##### Passage provided #####

Implementing Organisational Service Excellence
Making Customer Service make a Worthwhile Difference
For service to make a worthwhile difference, delivering service excellence must become a key focus for everyone's daily activities. But that’s easier said than done. Good implementation of service excellence can create stronger customer loyalty, worthwhile differentiation and sustainable competitive advantage. However poor implementation can be a waste of resources, weaken relationships with customers and cause disappointment and damaged morale amongst colleagues. It’s therefore critical to implement well and the following should help those looking for ways to do this.
A good starting point is the core principles that are critical to success. A key one, (learned from John Kotter of Harvard Business School), is often called The Natural Order of Things. It can be illustrated simply with the following:
Beliefs -> Thoughts -> Feelings -> Behaviours -> Results
This explains how what we believe determines how we think; what we think determines how we feel (morale); what we feel determines how we behave; and our behaviour determines our results (performance and/or outcomes). This makes clear why so many customer service training programmes fail to achieve the desired long term results. Training courses address behaviours (how things should be done), but there’s little or no point in trying to change these if the highly influential feelings, thoughts and beliefs are not what they need to be for success.
So to implement a successful change programme, with Service Excellence as the outcome, the starting point should be the Beliefs (Shared Worthwhile Goals, Values and Principles) that exist throughout the organisation. The beliefs an organisation holds generally emanate from its leaders, so theirs are especially important. If they are wrong, or not aligned, then any service programme will probably fail. As Professor Edgar H Schein of the MIT Sloan School of Management explained in his book ‘Organisational Culture and Leadership’, what has the biggest influence on the culture (and therefore the behaviour) of any organisation is:
· What Leaders pay attention to, measure and control on a regular basis.
· How Leaders react to critical incidents and organisational crises.
· How Leaders allocate scarce resources.
· Deliberate role modelling, teaching and coaching by Leaders.
· How Leaders allocate rewards and status.
· How Leaders recruit, select, promote and excommunicate organisational members.
So leaders’ beliefs, thoughts, feelings and behaviours are critical to the success of any organisational initiative or programme. A few questions to consider relating to this and the implementation of Service Excellence are:
· Do the leaders believe that service excellence will enable the achievement of strategic goals?
· Do leaders believe that the provision of the necessary resources to deliver service excellence will be a good investment that will provide a good return?
· Are leaders prepared to build their own knowledge of the subject of service excellence and how it is delivered?
· Are leaders prepared to demonstrate daily the behaviours that will be expected from others to deliver service excellence?
· Will leaders spread a consistent positive message to all people they meet and are responsible for throughout the organisation?
Another core principal is one from Dr Stephen Covey, the author of the book ‘The Seven Habits of Highly Effective People’. That is that Trust is the vital element in all relationships, and that trust is earned through demonstrating trustworthiness, which has two core elements. These are Competence – the ability to do what it is that we wish to be trusted to do, and Character – the ability to do it in a way that makes a person to person connection and creates a strong emotional bond. This perfectly matches the research and latest thinking from Saatchi and Saatchi. In his book ‘Lovemarks – The Future Beyond Brands’ Kevin Roberts, their Worldwide CEO, explains how they believe that the key goals for any world class business should be to earn their customers’ Respect (which you get from demonstrating great competence) and Love (the emotional connection which you get from demonstrating great character).

#####

- **What to do**
1 > In the passage on service excellence, what two core elements of trustworthiness does it attribute to Stephen Covey?
2 > Continue the article on implementing service excellence after its final sentence.

##### Recorded data #####

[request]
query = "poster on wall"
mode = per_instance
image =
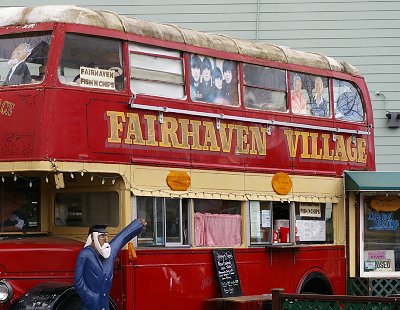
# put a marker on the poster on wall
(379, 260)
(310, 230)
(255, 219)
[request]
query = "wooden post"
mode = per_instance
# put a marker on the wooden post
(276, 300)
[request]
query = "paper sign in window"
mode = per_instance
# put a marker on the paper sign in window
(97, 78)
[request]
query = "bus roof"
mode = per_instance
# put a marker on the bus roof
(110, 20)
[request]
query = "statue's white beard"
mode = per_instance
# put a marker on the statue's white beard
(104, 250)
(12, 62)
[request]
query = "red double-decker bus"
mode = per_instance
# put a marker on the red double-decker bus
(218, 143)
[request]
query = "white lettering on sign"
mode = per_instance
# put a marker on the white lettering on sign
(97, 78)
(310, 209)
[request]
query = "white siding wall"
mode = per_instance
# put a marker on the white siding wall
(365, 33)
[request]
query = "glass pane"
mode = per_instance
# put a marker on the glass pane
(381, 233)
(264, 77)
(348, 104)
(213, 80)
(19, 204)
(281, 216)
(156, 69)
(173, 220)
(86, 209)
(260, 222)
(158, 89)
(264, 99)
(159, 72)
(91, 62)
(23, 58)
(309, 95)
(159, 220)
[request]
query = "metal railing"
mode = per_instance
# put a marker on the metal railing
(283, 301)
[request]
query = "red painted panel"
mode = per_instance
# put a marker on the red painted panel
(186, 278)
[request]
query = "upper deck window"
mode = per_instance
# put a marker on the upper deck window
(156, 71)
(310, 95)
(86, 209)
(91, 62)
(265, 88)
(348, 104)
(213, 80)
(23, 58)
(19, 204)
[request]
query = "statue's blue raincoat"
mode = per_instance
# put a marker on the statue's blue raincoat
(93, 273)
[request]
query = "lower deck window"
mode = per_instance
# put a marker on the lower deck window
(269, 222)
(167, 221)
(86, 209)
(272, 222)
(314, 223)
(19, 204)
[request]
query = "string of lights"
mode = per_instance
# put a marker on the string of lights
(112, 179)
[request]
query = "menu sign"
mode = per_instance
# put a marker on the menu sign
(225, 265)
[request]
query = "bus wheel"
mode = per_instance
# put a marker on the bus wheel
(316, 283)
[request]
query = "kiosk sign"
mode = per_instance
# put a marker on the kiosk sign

#####

- **Responses in order**
1 > Competence and Character.

2 >
Competence (and the Respect that follows) is relatively straightforward to achieve in a business; it just needs great systems, processes, training and experience. You could call this the efficiency of the organisation. However the Character element (and the emotional bonds it can create) presents different and more difficult challenges. This is the outside-in view of the culture of an organisation, and it is very difficult to create and even harder to change. It is the sum total of the individual characters of all the employees. The character of any individual is extremely hard to change - some would say almost impossible - soto change the character of a group of people is a tall order. This effectively means that if you don’t already have the people with the kind of character needed to deliver the service you require, it is going to be very difficult to change their behaviours enough to make a worthwhile difference.
A key therefore is to do all you can to ensure you have the right people in the right jobs in the first place. If you don’t you are likely to find yourself creating cumbersome systems and controls to force the wrong people to do the right things, which will be difficult and unnatural for them to do; and then having to constantly monitor and check they are doing it. A much better alternative is to empower the right people to do what they know are the right things and can do easily and naturally.
The ideal character traits for service people are those who:
· Are warm, kind and unselfish.
· Have a positive outlook on life.
· Have great rapport and get on well with others.
· Are sensitive to others feelings and know how to react appropriately.
· Are naturally hardworking and keen to achieve worthwhile results.
It is therefore important to use some form of personality profiling tool to select these types of people.
A few questions to consider relating to this are:
· Was having the right character a key requirement for the selection of all staff (particularly front line people)?
· Are you prepared to start using a method of recruitment that requires people to have the right character as well as the right experience, intelligence and/or skills?
· Are you prepared to deal with any situations where you have the wrong people in the wrong jobs?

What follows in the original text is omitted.